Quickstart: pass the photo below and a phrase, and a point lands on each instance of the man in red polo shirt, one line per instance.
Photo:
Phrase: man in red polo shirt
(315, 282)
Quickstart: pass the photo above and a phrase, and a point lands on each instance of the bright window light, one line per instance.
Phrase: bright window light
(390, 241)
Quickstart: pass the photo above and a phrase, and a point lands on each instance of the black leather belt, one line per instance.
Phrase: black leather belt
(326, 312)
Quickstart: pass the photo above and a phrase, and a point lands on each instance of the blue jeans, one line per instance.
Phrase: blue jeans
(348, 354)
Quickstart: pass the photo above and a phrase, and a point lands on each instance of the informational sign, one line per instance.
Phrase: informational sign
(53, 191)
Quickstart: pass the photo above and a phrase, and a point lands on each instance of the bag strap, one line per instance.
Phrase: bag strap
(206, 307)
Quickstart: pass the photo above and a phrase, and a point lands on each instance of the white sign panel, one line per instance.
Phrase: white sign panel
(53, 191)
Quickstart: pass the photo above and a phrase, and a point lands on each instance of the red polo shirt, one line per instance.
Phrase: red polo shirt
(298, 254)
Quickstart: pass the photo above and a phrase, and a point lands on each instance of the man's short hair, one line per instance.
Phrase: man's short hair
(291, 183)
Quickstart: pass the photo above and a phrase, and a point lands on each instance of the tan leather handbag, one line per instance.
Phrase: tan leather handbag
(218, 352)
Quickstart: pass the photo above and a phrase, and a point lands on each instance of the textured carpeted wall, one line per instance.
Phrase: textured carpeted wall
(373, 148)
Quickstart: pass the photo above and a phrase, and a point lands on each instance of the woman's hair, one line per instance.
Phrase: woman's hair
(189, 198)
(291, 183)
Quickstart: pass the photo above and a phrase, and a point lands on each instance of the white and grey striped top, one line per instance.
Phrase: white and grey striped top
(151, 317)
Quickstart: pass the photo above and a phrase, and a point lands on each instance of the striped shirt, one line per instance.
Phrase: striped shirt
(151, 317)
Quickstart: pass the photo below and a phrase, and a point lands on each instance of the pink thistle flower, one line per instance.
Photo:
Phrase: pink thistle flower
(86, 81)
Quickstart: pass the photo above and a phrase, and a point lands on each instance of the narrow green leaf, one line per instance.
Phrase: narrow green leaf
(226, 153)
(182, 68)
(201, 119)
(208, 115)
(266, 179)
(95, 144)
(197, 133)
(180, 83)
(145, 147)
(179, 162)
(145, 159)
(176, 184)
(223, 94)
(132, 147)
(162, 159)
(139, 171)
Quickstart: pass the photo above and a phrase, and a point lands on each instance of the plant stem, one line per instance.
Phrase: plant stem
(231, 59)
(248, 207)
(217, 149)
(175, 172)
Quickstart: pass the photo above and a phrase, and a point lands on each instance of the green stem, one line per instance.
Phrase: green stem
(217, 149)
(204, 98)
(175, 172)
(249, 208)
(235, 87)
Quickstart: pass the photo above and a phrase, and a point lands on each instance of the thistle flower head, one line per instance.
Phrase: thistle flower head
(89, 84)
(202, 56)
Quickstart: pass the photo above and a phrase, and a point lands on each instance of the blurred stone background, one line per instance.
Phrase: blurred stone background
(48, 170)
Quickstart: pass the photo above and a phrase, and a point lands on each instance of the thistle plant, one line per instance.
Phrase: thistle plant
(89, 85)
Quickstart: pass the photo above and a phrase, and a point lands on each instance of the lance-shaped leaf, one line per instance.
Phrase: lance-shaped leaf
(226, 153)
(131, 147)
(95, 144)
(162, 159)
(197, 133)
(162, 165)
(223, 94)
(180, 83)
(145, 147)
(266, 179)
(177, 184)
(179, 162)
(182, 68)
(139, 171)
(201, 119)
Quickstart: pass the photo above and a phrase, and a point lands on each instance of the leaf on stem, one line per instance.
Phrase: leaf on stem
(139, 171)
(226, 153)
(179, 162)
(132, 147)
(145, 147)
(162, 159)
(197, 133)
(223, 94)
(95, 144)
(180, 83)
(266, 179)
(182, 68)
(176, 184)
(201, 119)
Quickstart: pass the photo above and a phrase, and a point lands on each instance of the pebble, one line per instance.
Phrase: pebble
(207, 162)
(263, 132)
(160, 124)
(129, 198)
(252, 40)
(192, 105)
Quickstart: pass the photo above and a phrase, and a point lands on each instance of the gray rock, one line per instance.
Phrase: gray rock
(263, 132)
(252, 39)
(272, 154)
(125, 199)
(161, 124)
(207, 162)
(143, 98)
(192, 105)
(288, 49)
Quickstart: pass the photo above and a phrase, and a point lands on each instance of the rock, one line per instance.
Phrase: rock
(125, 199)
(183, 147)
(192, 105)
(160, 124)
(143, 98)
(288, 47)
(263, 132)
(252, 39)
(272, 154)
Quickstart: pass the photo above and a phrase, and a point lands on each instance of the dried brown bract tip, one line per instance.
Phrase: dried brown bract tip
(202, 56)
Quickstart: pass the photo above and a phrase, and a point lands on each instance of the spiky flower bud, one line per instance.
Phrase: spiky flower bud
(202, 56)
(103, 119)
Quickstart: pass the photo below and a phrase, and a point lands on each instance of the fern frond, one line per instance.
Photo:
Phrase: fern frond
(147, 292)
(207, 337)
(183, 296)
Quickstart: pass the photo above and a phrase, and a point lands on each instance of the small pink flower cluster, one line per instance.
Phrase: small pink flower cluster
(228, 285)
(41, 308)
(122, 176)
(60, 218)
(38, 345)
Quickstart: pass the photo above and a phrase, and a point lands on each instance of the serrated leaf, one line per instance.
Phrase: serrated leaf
========================
Everything from the line with "frond, one line per instance." to the end of the listing above needs to be duplicated exactly, both end lines included, with nothing more.

IN RESPONSE
Quickstart: pass the photo below and a phrase, and a point lands on each instance of the fern frond, one line per instance.
Photo:
Phrase: fern frond
(147, 292)
(207, 337)
(183, 296)
Quickstart: pass the photo above and a phrase, and a point lands on each instance of the small pink flower cluster, one line per instance.
Phrase: small pink flower cluster
(228, 285)
(41, 308)
(122, 176)
(60, 218)
(38, 345)
Quickstart: pass the photo above and a phrase, and a point lands on each instance of the serrated leaf, one line per instance.
Phrase: serrated leaf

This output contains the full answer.